DOCUMENT SEGMENT:
____________

When I wrote my first almond pollination outlook post this time last year, the world was still shrouded in uncertainty. Vaccines had only just started rolling out and lockdowns were finally being lifted. There was a collective hope that we’d soon conquer COVID and things would begin returning to “normal.” But for almond growers, COVID hardly ranked among their top concerns heading into 2021. There were other, more pressing issues to tackle like water and other existential crises facing California agriculture.
But in 2022, COVID is threatening to introduce new challenges that may exacerbate the issues that already existed for California growers. Water issues—which have gotten so bad that some growers were forced to remove healthy orchards last year—might not even be the biggest concern for almond growers in 2022. Just as we’re seeing in countless other industries, supply chain challenges are beginning to impact almond growers.

____________

STUDY QUESTIONS:
A - Quote the almond outlook passage from "But in 2022, COVID" to "impact almond growers.".
B - According to the almond outlook passage, what problem got so bad that some growers had to remove healthy orchards last year?
C - Please proceed with the almond outlook passage from where it stops.

Saved entries:
____________

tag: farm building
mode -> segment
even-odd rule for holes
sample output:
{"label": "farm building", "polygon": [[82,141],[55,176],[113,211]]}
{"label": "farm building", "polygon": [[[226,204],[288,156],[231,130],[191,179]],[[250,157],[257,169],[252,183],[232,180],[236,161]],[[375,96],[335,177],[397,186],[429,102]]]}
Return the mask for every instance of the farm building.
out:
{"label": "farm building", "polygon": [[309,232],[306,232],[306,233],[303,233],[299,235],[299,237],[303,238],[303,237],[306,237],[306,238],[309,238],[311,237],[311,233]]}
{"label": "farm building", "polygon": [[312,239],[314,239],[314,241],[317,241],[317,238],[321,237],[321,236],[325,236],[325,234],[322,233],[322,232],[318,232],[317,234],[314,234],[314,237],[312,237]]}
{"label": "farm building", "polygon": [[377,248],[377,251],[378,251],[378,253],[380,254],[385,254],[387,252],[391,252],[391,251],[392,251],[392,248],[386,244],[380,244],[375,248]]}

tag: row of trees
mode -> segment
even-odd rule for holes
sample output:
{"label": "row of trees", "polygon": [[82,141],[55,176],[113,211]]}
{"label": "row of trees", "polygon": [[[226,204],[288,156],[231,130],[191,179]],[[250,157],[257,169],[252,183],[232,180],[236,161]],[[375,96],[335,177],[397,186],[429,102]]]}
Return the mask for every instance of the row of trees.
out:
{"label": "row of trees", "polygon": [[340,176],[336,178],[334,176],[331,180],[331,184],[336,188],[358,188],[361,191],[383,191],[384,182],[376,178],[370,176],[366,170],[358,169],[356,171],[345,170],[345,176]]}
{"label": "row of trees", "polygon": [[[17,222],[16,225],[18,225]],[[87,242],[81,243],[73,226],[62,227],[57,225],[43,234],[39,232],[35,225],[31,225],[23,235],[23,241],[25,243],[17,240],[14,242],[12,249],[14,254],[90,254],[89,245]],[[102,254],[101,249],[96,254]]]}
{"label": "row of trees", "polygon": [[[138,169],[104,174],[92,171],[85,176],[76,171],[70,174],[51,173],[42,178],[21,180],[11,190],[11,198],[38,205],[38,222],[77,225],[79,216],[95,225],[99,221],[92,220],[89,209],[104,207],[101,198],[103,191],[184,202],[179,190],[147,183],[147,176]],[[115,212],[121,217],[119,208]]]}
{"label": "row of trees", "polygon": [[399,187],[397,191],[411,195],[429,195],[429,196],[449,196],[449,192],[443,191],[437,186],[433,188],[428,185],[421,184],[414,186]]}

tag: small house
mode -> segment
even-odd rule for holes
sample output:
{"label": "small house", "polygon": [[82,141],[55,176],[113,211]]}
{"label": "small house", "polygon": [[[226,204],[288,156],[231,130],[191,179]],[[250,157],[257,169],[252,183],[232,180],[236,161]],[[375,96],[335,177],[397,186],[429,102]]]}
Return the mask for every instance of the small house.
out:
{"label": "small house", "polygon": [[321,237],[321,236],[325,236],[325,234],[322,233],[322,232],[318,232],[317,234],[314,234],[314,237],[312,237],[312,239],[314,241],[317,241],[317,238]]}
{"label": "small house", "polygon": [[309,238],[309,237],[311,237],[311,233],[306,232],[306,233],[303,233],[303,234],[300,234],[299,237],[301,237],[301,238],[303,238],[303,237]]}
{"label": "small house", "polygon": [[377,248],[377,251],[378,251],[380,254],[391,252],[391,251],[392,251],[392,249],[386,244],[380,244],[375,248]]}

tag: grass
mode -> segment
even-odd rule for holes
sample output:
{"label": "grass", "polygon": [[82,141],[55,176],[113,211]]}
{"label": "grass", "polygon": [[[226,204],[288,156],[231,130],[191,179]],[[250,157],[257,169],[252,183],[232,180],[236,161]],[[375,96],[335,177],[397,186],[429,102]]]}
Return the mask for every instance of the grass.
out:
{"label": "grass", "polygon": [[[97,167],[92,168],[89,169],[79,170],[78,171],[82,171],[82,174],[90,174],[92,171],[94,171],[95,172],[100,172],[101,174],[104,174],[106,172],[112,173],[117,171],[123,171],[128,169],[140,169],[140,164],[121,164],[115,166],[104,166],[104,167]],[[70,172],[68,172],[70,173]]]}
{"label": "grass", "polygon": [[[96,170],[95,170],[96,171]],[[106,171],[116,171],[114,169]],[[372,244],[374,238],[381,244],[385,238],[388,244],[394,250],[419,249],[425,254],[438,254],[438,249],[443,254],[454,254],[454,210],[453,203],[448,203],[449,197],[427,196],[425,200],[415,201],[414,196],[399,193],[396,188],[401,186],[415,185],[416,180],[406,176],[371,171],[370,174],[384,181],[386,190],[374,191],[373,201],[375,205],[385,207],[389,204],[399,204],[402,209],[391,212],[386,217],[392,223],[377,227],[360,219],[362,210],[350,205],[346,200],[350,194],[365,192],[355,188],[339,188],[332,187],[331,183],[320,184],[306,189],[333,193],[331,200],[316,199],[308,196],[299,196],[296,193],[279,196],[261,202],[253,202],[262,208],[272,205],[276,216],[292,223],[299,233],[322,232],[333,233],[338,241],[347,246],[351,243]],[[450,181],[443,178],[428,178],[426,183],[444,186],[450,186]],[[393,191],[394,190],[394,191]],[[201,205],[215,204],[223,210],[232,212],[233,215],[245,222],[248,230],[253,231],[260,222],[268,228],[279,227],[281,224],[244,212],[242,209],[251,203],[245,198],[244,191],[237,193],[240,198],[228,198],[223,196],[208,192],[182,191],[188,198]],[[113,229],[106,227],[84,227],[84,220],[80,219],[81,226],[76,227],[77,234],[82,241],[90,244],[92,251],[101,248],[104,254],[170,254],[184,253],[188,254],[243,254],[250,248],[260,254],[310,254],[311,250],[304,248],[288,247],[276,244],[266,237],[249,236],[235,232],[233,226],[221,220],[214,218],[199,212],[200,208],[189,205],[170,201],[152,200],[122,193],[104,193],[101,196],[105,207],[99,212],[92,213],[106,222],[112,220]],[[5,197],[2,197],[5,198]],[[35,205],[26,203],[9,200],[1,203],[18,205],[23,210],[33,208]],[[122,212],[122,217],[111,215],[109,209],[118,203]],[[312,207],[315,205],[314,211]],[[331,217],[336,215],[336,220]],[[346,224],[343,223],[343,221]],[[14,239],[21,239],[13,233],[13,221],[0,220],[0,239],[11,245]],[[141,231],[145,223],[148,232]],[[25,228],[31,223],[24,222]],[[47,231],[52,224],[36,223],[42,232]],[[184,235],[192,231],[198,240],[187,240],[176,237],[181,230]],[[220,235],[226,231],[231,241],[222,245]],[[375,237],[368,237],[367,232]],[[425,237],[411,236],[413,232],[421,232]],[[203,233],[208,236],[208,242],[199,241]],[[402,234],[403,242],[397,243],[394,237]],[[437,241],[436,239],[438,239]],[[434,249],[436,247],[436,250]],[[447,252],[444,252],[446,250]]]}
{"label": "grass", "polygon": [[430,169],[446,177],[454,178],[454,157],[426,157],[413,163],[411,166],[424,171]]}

____________

RESULTS:
A -
But in 2022, COVID is threatening to introduce new challenges that may exacerbate the issues that already existed for California growers. Water issues—which have gotten so bad that some growers were forced to remove healthy orchards last year—might not even be the biggest concern for almond growers in 2022. Just as we’re seeing in countless other industries, supply chain challenges are beginning to impact almond growers.

B - Water issues.

C -
COVID drove almond prices down
Last summer, we heard story after story warning of massive gridlock in the global supply chain. Around the same time, USDA released a report projecting a 10% decrease in the 2021 almond crop compared to the prior season. In normal circumstances, this decrease in production would drive up prices for almonds.
But growers don’t get paid unless almond buyers—over 66% of which are located overseas—receive their shipment. With ports around the world in a state of disarray, almond shipments stalled. Just as prices for almonds were beginning to climb up thanks to the USDA report, they took a nosedive as sellers struggled to deliver shipments to buyers.
The latest market figures depict an unsettling scene. Prices are hovering around $2/pound, which is the lowest they’ve been in nearly 10 years. Almond shipments are down nearly 15% compared to 2020, with exports down more than 19%.
Almond market prices, past 20 years and past 5 years (source: Derco Foods)
Results & predictions
In last year’s pollination outlook post, I anticipated that almond growers would look to slim down their budgets in 2021. What I didn’t anticipate was how quickly this would take place or how extreme the cuts would be. Though I only have anecdotal evidence, it seems that more than a few growers made (or at least considered) the difficult decision to remove healthy orchards because they couldn’t acquire the water to sustain the trees.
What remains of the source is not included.